Segment Open

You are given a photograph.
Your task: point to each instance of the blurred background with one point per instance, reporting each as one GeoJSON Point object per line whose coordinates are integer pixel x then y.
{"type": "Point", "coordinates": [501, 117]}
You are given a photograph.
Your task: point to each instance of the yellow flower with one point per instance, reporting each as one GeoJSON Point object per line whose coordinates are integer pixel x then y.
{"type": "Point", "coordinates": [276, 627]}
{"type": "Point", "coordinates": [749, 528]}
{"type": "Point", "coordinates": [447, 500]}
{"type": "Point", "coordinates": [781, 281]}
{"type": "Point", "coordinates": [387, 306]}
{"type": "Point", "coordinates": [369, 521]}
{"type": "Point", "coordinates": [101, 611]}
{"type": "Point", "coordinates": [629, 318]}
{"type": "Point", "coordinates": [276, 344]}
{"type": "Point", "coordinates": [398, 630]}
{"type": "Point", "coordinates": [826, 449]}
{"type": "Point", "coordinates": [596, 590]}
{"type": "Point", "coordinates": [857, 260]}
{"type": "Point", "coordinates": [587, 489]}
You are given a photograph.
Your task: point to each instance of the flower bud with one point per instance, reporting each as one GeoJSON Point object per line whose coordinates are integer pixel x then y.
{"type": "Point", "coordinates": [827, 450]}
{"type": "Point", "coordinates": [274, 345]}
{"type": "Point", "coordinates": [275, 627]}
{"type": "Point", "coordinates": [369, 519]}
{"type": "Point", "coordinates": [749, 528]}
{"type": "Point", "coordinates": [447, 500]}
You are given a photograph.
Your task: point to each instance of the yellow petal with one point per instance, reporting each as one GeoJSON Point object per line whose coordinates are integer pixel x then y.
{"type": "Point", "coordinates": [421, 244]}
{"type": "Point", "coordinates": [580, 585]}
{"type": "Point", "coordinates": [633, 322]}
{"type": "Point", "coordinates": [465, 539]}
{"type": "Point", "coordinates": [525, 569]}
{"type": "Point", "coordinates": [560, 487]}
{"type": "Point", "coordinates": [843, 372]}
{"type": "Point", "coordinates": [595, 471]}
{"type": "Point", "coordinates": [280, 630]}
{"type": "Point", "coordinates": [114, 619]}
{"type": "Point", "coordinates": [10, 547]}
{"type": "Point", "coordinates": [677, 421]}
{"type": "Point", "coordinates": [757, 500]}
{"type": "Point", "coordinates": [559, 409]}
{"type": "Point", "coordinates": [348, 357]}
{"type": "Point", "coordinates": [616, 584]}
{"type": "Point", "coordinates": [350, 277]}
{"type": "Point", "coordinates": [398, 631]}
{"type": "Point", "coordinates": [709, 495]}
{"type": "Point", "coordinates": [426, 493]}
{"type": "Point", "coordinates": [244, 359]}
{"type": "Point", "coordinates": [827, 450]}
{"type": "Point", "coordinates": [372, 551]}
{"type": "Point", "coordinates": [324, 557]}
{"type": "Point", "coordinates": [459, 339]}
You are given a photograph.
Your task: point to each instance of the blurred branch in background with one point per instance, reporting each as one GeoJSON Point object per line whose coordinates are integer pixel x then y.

Segment Closed

### What is being asked
Every record must appear in the answer exactly as it does above.

### Completed task
You are given a photograph.
Your task: point to each instance of the blurred background with one point per instance, reporting each as one GeoJSON Point object per line whose coordinates are integer pixel x then y.
{"type": "Point", "coordinates": [501, 117]}
You are given a photograph.
Your task: point to each instance of the yellow flower with one point per instance, reporting each as one GeoJSON Point object per line whose coordinates are integer pixel x then y.
{"type": "Point", "coordinates": [276, 627]}
{"type": "Point", "coordinates": [749, 528]}
{"type": "Point", "coordinates": [447, 500]}
{"type": "Point", "coordinates": [781, 281]}
{"type": "Point", "coordinates": [387, 306]}
{"type": "Point", "coordinates": [369, 521]}
{"type": "Point", "coordinates": [101, 611]}
{"type": "Point", "coordinates": [629, 318]}
{"type": "Point", "coordinates": [276, 344]}
{"type": "Point", "coordinates": [398, 630]}
{"type": "Point", "coordinates": [826, 449]}
{"type": "Point", "coordinates": [596, 590]}
{"type": "Point", "coordinates": [857, 260]}
{"type": "Point", "coordinates": [587, 489]}
You are given a photograph.
Your task: point to each instance of the flower bud with one point per instance, reporting each as one GeoJSON Point object per line whose coordinates are integer pixel x then y.
{"type": "Point", "coordinates": [827, 450]}
{"type": "Point", "coordinates": [274, 345]}
{"type": "Point", "coordinates": [275, 627]}
{"type": "Point", "coordinates": [369, 519]}
{"type": "Point", "coordinates": [749, 528]}
{"type": "Point", "coordinates": [447, 500]}
You are given a photograph.
Your task: point to each instance of the yellow petal with one point per instance, reporting each as one GeoJSON Point object per line whose coordinates are integer pixel x then y.
{"type": "Point", "coordinates": [421, 244]}
{"type": "Point", "coordinates": [580, 585]}
{"type": "Point", "coordinates": [633, 322]}
{"type": "Point", "coordinates": [465, 539]}
{"type": "Point", "coordinates": [525, 569]}
{"type": "Point", "coordinates": [560, 487]}
{"type": "Point", "coordinates": [843, 372]}
{"type": "Point", "coordinates": [595, 471]}
{"type": "Point", "coordinates": [280, 630]}
{"type": "Point", "coordinates": [114, 619]}
{"type": "Point", "coordinates": [10, 547]}
{"type": "Point", "coordinates": [677, 421]}
{"type": "Point", "coordinates": [757, 500]}
{"type": "Point", "coordinates": [559, 409]}
{"type": "Point", "coordinates": [348, 357]}
{"type": "Point", "coordinates": [616, 584]}
{"type": "Point", "coordinates": [350, 277]}
{"type": "Point", "coordinates": [398, 631]}
{"type": "Point", "coordinates": [709, 495]}
{"type": "Point", "coordinates": [426, 493]}
{"type": "Point", "coordinates": [244, 359]}
{"type": "Point", "coordinates": [827, 450]}
{"type": "Point", "coordinates": [372, 551]}
{"type": "Point", "coordinates": [324, 557]}
{"type": "Point", "coordinates": [459, 339]}
You are given a photograph.
Your task: point to each instance of the blurred branch in background with one point per instance, reporting each as one GeoJSON Point object per line whose coordinates are integer pixel x then y.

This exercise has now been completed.